The records below need to be copied in full. Match them exactly.

──────────

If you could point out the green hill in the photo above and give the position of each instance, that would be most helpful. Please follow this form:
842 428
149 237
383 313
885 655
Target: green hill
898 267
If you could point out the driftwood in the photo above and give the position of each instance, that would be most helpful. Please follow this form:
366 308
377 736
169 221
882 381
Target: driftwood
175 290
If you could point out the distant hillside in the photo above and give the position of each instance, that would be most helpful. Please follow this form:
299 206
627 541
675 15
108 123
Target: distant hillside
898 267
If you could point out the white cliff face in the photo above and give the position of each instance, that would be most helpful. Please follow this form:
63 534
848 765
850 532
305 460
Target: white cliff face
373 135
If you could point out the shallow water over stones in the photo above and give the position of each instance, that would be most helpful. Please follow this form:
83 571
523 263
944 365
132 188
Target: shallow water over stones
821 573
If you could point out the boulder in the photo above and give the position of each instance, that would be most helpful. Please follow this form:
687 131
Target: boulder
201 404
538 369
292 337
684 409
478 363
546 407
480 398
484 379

──────────

=== Answer to this exercise ===
If you could point out the green hill in the photo above and give the position of each instance, that would be most helpful. Please follow this form:
842 428
149 237
383 313
885 655
Target: green hill
898 267
If you could point out the driftwood in the photo above and give the position of each instance, that would be most helpful. Please follow this form:
366 308
377 736
169 221
882 381
Target: driftwood
175 290
If you could point out the distant hillside in the photo above and give the position of each instance, that would be most helpful. Please follow this form:
299 206
627 541
675 15
108 123
Target: distant hillside
898 267
If you could point out the white cliff face in the photo above and give the position of each instance, that would be most helpful. Please follow this form:
63 534
848 765
850 532
305 460
Target: white cliff face
373 135
If you could point out the shallow water over stones in the photo above and give the position of each instance, that would be most helpful. Please follow this form:
83 571
523 263
944 365
132 188
Target: shallow water over stones
821 573
If you could point out the boulder in the photo above and give the position of each instance, that would be most helpful. Please follow this form:
687 131
Target: boulder
201 404
538 369
292 337
684 409
478 363
546 407
480 398
484 379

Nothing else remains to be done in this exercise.